Enunciado 1:
Reescreva os registros a partir da linha que contém "For every instance of the dark" até o fim, trocando "deepest inside it" por "most central within it" e sem mudar mais nada.

#### Texto de apoio

A ACÇÃO COLECTIVA
EUROPEIA
EM VIAS DE REFORMULAÇÃO
Mário Frota
Ancién Professeur à la Faculté de Droit
de l’ Université de Paris D’ Est
Fundador e primeiro presidente da AIDC /
IACL – Associação Internacional de
Direito do Consumo
Fundador e presidente emérito da
apDC – Direito do Consumo – Portugal
Fundador e presidente da Instituto
Luso-Brasileiro de Direito do Consumo
TÍTULO
I
DA ACÇÃO COLECTIVA
EUROPEIA EM GERAL
I
PRELIMINARES
A
Directiva (EU) n.º 2020/1828, de 25 de
Novembro, do Parlamento Europeu e do
Conselho, estabelece os novos alicerces
e os elementos construtivos não
estruturais da Acção Colectiva
Europeia.
Entende-se, com efeito, que o modelo das
acções inibitórias, que a Directiva
2009/22/CE, de 23 de Abril, introduzira
no Espaço Económico Europeu , não se
adequa ao perfil da conflitualidade
emergente de uma sociedade dominada por
processos muito próximos, em plena Era
Digital, nas sete partidas do Globo.
Os
moldes processuais conferidos pela
moldura da acção colectiva, tanto para
medidas inibitórias [i. é, susceptíveis
de, em termos provisórios quanto
definitivos, fazer cessar ou, se for
caso disso, proibir eventual prática,
quando tal se considere uma afronta ao
acervo normativo da União, tal como
conformado no anexo ao presente
trabalho] como reparatórias [i. é, que
facultem bases de ressarcimento, a
saber, indemnização, reparação,
substituição, redução do preço,
resolução do contrato ou reembolso do
valor pago, conforme adequado e segundo
o previsto tanto no direito da União
como nos ordenamentos jurídicos internos
dos Estados membros] variam no Espaço
Económico Europeu e proporcionam
diferentes níveis de tutela aos
consumidores.
Ademais, importa não ignorar que
Estados-membros há que ainda não dispõem
de meios processuais adequados para as
acções colectivas com finalidades
reparatórias.

########

Enunciado 2:
Segundo o texto sobre a acção colectiva europeia, que directiva estabelece os novos alicerces da Acção Colectiva Europeia?

#### Dados a utilizar

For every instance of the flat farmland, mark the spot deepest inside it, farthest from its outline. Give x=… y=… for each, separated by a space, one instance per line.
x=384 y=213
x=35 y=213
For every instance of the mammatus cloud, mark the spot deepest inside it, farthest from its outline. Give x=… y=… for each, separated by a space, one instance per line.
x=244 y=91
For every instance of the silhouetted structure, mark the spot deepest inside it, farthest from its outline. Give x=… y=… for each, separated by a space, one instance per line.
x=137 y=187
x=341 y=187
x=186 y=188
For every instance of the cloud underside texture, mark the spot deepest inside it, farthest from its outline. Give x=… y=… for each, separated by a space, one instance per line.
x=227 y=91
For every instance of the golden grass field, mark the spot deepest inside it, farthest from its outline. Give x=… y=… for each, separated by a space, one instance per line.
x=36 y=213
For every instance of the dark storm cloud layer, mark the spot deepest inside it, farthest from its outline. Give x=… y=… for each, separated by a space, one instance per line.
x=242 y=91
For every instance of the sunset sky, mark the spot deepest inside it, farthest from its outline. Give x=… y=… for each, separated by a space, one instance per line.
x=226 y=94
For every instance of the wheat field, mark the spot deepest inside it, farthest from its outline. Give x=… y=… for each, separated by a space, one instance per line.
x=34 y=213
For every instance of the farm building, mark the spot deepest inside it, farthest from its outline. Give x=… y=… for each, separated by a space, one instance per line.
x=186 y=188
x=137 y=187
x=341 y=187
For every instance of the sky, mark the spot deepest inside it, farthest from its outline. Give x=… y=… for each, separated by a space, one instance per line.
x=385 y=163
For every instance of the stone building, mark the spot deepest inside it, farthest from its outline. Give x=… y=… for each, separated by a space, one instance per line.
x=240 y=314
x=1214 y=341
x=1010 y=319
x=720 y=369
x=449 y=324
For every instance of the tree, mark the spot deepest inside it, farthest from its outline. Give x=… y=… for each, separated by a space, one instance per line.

########

Resolução 1:
For every instance of the dark storm cloud layer, mark the spot most central within it, farthest from its outline. Give x=… y=… for each, separated by a space, one instance per line.
x=242 y=91
For every instance of the sunset sky, mark the spot most central within it, farthest from its outline. Give x=… y=… for each, separated by a space, one instance per line.
x=226 y=94
For every instance of the wheat field, mark the spot most central within it, farthest from its outline. Give x=… y=… for each, separated by a space, one instance per line.
x=34 y=213
For every instance of the farm building, mark the spot most central within it, farthest from its outline. Give x=… y=… for each, separated by a space, one instance per line.
x=186 y=188
x=137 y=187
x=341 y=187
For every instance of the sky, mark the spot most central within it, farthest from its outline. Give x=… y=… for each, separated by a space, one instance per line.
x=385 y=163
For every instance of the stone building, mark the spot most central within it, farthest from its outline. Give x=… y=… for each, separated by a space, one instance per line.
x=240 y=314
x=1214 y=341
x=1010 y=319
x=720 y=369
x=449 y=324
For every instance of the tree, mark the spot most central within it, farthest from its outline. Give x=… y=… for each, separated by a space, one instance per line.

Resolução 2:
A Directiva (EU) n.º 2020/1828, de 25 de Novembro, do Parlamento Europeu e do Conselho.